- SUPPLIED RECORDS -
══════
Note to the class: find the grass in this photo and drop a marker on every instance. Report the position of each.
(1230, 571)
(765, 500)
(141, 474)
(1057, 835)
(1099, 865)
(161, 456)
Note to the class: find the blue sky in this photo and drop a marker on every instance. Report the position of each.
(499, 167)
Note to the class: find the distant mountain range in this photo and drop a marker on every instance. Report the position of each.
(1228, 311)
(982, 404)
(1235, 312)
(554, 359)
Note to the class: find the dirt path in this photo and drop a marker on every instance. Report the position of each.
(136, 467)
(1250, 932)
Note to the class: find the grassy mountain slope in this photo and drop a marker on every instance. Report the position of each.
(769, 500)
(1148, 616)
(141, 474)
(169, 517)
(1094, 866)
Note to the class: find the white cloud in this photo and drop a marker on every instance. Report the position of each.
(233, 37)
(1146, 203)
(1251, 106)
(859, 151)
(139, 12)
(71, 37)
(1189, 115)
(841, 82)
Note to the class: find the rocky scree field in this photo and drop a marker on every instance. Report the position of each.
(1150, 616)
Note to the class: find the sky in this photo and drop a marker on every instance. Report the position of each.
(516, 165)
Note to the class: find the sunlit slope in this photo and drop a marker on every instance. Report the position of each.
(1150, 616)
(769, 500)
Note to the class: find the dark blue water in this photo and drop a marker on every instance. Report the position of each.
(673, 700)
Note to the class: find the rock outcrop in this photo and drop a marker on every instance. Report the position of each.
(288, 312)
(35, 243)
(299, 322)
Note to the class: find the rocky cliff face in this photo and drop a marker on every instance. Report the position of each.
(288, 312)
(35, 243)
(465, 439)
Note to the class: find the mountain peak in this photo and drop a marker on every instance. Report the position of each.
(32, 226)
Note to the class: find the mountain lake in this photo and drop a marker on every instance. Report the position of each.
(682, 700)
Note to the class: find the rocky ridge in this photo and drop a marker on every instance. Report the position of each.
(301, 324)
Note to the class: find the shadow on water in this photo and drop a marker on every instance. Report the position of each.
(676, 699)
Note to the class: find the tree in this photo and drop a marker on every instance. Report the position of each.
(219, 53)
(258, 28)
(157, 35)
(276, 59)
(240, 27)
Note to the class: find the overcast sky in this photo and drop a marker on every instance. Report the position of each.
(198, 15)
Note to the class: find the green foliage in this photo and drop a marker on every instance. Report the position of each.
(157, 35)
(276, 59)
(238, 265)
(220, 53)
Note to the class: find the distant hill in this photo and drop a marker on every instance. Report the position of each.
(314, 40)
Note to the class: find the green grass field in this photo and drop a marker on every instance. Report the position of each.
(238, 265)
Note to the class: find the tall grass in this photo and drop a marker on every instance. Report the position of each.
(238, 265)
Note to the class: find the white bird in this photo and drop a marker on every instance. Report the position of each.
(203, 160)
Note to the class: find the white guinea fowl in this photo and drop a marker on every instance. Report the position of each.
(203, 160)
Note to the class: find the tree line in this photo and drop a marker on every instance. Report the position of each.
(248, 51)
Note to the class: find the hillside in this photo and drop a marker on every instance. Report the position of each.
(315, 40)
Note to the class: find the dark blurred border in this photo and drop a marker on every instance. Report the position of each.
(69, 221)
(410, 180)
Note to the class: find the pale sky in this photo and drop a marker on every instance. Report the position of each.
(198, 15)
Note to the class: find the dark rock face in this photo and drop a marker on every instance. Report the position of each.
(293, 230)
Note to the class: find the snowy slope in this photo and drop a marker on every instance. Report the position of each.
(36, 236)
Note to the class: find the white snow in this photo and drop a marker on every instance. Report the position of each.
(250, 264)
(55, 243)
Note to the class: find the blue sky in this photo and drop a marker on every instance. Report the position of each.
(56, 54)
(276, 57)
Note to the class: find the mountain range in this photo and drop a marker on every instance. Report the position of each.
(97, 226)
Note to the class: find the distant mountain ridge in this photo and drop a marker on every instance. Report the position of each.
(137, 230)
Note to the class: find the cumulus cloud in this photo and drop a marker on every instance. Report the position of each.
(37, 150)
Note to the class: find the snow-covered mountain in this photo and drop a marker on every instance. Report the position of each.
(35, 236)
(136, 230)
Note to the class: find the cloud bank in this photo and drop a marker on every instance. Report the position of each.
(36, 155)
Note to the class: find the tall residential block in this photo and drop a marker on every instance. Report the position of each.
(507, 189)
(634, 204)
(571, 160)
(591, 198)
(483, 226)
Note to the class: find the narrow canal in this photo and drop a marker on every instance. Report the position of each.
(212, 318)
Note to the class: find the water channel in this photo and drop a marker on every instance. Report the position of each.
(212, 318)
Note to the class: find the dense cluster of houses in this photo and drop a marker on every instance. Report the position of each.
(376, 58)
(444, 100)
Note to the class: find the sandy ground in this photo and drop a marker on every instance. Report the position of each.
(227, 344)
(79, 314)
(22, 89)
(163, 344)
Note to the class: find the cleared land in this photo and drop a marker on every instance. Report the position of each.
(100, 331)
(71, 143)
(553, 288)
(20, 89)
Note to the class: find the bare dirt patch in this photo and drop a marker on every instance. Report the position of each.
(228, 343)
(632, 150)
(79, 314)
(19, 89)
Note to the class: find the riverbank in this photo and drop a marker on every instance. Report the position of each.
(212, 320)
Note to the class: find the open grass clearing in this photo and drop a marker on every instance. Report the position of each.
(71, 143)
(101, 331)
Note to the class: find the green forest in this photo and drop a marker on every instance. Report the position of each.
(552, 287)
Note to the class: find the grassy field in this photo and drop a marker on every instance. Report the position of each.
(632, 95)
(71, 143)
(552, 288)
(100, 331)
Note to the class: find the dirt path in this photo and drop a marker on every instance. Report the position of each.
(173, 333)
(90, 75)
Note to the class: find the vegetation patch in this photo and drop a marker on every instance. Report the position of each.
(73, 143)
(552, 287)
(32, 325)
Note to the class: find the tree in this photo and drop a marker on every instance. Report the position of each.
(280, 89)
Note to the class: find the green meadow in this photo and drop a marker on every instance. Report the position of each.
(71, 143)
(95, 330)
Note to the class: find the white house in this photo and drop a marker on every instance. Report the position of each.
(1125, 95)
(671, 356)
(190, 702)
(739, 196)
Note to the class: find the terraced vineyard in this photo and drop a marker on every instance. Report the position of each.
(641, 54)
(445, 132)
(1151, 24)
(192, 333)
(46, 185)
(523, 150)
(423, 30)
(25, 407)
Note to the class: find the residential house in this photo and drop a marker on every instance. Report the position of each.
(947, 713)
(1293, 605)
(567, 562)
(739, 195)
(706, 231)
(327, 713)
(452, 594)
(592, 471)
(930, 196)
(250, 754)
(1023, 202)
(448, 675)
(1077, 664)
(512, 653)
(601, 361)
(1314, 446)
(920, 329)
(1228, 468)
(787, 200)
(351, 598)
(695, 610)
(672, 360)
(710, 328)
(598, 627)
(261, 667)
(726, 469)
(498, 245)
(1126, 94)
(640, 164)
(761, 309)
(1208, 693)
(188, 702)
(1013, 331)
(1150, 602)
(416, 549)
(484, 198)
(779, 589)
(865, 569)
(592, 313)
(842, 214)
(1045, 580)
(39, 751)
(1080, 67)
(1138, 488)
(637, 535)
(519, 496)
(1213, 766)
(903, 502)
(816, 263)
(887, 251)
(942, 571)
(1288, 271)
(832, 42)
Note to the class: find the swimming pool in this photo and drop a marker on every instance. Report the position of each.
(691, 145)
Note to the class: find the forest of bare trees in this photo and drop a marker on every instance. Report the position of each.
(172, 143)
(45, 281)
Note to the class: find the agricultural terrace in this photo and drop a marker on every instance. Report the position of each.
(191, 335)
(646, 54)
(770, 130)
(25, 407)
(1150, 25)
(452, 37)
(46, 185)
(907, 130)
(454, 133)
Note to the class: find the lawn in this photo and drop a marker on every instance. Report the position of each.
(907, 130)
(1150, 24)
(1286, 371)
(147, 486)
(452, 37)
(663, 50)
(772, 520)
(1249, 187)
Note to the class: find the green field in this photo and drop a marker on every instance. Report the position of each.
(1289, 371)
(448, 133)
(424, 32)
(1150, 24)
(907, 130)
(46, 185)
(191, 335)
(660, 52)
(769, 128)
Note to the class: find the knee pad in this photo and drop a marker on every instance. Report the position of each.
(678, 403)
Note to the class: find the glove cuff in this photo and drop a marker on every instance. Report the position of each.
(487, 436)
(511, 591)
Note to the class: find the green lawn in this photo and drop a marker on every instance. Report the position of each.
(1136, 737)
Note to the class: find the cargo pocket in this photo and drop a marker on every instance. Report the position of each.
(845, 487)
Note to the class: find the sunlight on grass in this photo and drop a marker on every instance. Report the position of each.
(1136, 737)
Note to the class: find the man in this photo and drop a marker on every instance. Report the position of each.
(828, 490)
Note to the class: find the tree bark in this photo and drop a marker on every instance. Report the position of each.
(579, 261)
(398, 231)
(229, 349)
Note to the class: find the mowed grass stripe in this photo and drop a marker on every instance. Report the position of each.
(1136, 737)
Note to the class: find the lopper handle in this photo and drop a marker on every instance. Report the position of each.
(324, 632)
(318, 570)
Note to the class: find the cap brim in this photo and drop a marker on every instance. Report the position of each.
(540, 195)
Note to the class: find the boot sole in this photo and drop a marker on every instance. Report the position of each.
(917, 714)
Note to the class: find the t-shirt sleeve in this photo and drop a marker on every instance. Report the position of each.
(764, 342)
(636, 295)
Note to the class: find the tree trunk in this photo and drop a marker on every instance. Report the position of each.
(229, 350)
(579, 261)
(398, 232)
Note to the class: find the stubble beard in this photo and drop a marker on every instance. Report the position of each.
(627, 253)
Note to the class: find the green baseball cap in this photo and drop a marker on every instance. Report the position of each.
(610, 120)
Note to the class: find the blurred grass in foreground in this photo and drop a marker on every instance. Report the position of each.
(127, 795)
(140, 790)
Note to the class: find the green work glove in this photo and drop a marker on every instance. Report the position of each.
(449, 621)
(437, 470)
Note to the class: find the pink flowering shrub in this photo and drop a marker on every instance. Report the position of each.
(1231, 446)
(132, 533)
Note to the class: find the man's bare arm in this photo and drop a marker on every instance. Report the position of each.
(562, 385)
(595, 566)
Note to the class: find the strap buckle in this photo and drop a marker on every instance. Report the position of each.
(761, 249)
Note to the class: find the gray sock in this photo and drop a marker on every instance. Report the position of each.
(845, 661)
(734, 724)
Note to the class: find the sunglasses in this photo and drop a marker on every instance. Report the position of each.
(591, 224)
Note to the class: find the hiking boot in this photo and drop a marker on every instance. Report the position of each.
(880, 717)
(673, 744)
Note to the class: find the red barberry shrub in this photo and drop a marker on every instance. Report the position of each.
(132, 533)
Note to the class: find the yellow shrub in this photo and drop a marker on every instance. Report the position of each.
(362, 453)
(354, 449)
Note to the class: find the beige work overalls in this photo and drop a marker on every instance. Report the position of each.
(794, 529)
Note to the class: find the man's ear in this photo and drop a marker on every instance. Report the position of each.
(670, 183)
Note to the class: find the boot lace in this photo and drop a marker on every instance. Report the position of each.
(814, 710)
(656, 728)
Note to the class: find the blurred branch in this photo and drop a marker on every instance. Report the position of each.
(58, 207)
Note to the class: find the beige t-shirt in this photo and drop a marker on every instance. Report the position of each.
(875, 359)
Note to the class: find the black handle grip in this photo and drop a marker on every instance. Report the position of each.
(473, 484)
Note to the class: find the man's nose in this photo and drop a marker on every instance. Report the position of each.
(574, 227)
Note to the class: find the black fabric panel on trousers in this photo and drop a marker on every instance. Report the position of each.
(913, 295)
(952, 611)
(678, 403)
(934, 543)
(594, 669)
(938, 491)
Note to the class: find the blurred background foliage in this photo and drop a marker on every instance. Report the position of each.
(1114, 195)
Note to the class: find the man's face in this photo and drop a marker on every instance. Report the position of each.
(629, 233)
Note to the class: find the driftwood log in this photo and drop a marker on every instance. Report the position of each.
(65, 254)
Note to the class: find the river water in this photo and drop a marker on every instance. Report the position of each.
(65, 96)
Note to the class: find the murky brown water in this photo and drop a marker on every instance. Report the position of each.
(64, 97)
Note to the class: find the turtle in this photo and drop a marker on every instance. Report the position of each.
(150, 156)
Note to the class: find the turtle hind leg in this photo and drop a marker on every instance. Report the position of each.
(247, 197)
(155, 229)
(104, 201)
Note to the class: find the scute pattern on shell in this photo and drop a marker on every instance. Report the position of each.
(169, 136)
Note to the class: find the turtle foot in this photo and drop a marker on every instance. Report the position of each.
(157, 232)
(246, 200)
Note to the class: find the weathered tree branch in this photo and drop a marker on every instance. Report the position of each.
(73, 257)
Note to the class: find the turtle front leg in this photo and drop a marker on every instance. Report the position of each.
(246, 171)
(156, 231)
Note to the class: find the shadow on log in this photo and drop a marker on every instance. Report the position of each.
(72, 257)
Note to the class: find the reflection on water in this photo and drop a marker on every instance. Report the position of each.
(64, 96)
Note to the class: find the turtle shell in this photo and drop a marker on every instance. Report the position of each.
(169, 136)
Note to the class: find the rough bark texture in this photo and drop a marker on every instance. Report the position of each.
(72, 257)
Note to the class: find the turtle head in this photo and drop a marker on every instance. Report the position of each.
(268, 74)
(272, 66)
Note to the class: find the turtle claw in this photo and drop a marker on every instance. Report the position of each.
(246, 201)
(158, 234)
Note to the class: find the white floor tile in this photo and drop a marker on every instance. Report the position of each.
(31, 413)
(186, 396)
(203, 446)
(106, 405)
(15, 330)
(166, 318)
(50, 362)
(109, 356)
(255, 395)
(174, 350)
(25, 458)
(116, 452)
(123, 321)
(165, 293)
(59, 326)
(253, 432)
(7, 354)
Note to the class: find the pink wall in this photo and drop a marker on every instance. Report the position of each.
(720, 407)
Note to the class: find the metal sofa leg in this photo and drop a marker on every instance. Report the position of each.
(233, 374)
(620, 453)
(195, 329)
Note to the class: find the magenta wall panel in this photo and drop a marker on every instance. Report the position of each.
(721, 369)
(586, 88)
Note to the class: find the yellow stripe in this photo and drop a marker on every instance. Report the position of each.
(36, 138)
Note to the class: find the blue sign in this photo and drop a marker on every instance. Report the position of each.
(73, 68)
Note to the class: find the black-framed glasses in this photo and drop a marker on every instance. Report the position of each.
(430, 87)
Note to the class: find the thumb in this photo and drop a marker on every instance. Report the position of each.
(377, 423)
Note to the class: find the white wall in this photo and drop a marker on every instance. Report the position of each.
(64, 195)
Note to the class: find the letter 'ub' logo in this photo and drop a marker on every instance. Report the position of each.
══════
Rescale the listing from its start through the line containing "(1094, 866)", that line included. Write out every one of those lines again, keeping the note lines word for word, and multiply each coordinate by 1.8, rounding to whole numbers with halves going up.

Note to the class: find the grass in this photo and drop a marker on every instance. Report the position of each.
(2214, 1028)
(1377, 900)
(254, 853)
(1903, 1503)
(1978, 1557)
(290, 821)
Note to the class: find the blue sky in this photo and drop a marker on every instance. Report the position of each.
(898, 301)
Note to the class: find the distant mountain range in this photo and drop a marker on every instance. Report the position of each.
(2210, 560)
(1768, 727)
(2223, 562)
(997, 646)
Note to the class: find the dirt path in this photo and drop a marker on every instance. Report the position of each.
(245, 841)
(2250, 1678)
Note to the class: find the grassy mountain slope in this photo and drop a marker on every instance. Report the position of each.
(1384, 900)
(2066, 1109)
(254, 853)
(304, 931)
(1969, 1559)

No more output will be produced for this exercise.